▸ What needs to be done
The entire listing is to be repeated verbatim.

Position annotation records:
━━━━

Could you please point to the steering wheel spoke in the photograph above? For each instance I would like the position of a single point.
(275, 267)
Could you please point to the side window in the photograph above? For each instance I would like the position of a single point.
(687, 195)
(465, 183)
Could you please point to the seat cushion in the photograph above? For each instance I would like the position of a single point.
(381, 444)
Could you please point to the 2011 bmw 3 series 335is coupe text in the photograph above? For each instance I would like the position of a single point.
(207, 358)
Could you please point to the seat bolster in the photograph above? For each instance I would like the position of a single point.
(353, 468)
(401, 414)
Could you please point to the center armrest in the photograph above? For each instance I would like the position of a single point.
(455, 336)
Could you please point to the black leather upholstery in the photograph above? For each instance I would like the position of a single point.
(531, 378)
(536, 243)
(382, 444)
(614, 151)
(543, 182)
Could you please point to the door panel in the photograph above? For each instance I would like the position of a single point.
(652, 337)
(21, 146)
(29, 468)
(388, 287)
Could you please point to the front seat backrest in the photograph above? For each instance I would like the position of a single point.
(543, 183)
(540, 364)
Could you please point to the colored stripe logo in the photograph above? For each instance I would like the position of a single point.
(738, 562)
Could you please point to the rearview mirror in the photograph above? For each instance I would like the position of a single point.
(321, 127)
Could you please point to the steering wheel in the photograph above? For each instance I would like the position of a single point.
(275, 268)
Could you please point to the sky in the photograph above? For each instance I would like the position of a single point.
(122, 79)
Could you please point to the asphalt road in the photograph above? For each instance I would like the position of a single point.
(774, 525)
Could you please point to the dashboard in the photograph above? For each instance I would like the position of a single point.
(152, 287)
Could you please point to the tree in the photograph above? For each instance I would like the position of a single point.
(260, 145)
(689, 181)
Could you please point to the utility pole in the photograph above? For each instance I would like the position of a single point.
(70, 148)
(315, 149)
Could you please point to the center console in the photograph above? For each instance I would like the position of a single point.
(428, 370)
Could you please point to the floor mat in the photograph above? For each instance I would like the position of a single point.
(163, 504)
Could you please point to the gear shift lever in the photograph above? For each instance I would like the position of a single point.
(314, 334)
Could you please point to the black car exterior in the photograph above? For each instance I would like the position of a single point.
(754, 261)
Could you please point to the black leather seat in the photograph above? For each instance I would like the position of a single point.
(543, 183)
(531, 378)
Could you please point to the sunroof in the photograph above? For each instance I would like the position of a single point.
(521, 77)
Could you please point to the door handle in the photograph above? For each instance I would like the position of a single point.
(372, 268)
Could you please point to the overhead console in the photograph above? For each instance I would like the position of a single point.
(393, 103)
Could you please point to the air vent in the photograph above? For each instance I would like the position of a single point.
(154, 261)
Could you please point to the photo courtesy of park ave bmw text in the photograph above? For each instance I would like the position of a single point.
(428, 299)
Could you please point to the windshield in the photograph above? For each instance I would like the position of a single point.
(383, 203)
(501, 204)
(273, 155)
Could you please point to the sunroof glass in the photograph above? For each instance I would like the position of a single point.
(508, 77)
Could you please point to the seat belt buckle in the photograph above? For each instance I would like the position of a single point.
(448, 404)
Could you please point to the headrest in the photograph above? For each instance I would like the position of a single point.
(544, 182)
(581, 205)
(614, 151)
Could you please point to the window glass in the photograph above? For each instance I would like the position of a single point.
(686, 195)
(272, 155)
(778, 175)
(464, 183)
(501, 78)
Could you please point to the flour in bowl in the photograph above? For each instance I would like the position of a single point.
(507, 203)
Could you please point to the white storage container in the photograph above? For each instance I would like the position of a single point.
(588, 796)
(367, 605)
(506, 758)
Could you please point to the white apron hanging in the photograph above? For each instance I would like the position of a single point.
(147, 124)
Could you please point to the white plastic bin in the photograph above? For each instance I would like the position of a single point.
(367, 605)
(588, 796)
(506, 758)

━━━━

▸ Solution
Could you please point to the steering wheel spoke in the photograph above? For each instance I would like the position of a single point.
(275, 267)
Could you please point to the side window in the photograph above? For each instance I would like the position of a single point.
(687, 195)
(465, 183)
Could you please point to the seat cushion in the photograph above? For each instance I would like the position of a single point.
(381, 444)
Could you please point to the 2011 bmw 3 series 335is coupe text in the photograph above? For each instance I would like the position of a single point.
(207, 358)
Could you please point to the seat bolster in the photograph above? For each instance I would like the position of a single point.
(353, 468)
(401, 414)
Could you please point to the center armrest in the photograph above? For each instance I would like the position of a single point.
(455, 336)
Could you please point to the black leather upholstery in the photograph above? For each instance I would like the position of a single point.
(531, 378)
(536, 243)
(382, 444)
(614, 151)
(543, 182)
Could you please point to the door panel in the photograph above? For each instance I would like the position of a single point.
(652, 337)
(21, 146)
(29, 468)
(388, 287)
Could you please point to the front seat backrest in the photograph above? For each instance I would like the position of a single point.
(543, 183)
(540, 364)
Could you please point to the colored stripe logo in the photograph above? For each instance I would like the position of a single point.
(738, 562)
Could you please point to the rearview mirror in the photograph above? For each instance I would like the position of a single point.
(321, 127)
Could you please point to the steering wheel in the photograph above? For each instance I would like the position of a single point.
(275, 268)
Could you please point to the sky in the photograph above? For each instance I would like the position of a single point.
(122, 79)
Could you please point to the asphalt road in the photograph above? For each instance I would like the position of a single point.
(774, 525)
Could you please point to the dashboard in the photograph above? For each instance I would like the position of a single point.
(152, 287)
Could you please point to the tree in the photograph above? For each instance I would like the position of a single point.
(260, 145)
(689, 181)
Could you please point to the utility pole in the photograph above? For each instance I would like the position of a single point.
(70, 148)
(315, 149)
Could you please point to the center console in the photograph above? For each instance I would like the position of a single point.
(428, 370)
Could you please point to the floor mat in the photograph above? For each instance I would like the position of a single point.
(163, 504)
Could you please point to the gear shift lever in the photograph above? For each instance I would like the position of a single point.
(314, 334)
Could you please point to the black car exterior in the photograph above? For each instance I would like the position of a single point.
(754, 261)
Could you please point to the black leather seat in the photograph above? For each instance I would like the position of a single point.
(543, 183)
(531, 378)
Could you please point to the sunroof in the photograph above? For each instance I would like the position of a single point.
(521, 77)
Could you please point to the door handle in the photograph above? For each instance I would like the position of a single point.
(372, 268)
Could you please point to the overhead console in the photograph above? For each instance I would like the position of a single point.
(393, 103)
Could you please point to the air vent in the photograph above? For each instance I would like the position of a single point.
(154, 261)
Could you please point to the photo courtesy of park ave bmw text in the photograph above? For each instance I would like the position of a single point.
(428, 299)
Could you please point to the windshield in the photograph above? For each instance I would like the position of a single point.
(383, 203)
(501, 204)
(273, 155)
Could you please point to the sunroof glass in the photograph above? For each instance I would like the position of a single point.
(508, 77)
Could you please point to the seat belt buckle in the photograph above? For each instance I would like the position of a single point.
(448, 404)
Could you please point to the headrest in the photograph above? For each instance I would like the position of a single point.
(544, 182)
(581, 205)
(614, 151)
Could you please point to the window glass in the photograph above? For each instance I would like the position of a single point.
(686, 195)
(272, 155)
(778, 175)
(464, 183)
(501, 78)
Could you please point to the flour in bowl in the photograph above? For each instance I would like the position of a single point.
(507, 203)
Could you please point to the white storage container in the photograph above? For each instance I would like the position of a single point.
(588, 796)
(367, 605)
(506, 758)
Could you please point to the white apron hanging in the photograph above? For each instance I would like the position of a single point.
(147, 124)
Could you please point to the white plastic bin in the photograph above? For each instance I would like the position of a single point.
(367, 605)
(588, 796)
(506, 758)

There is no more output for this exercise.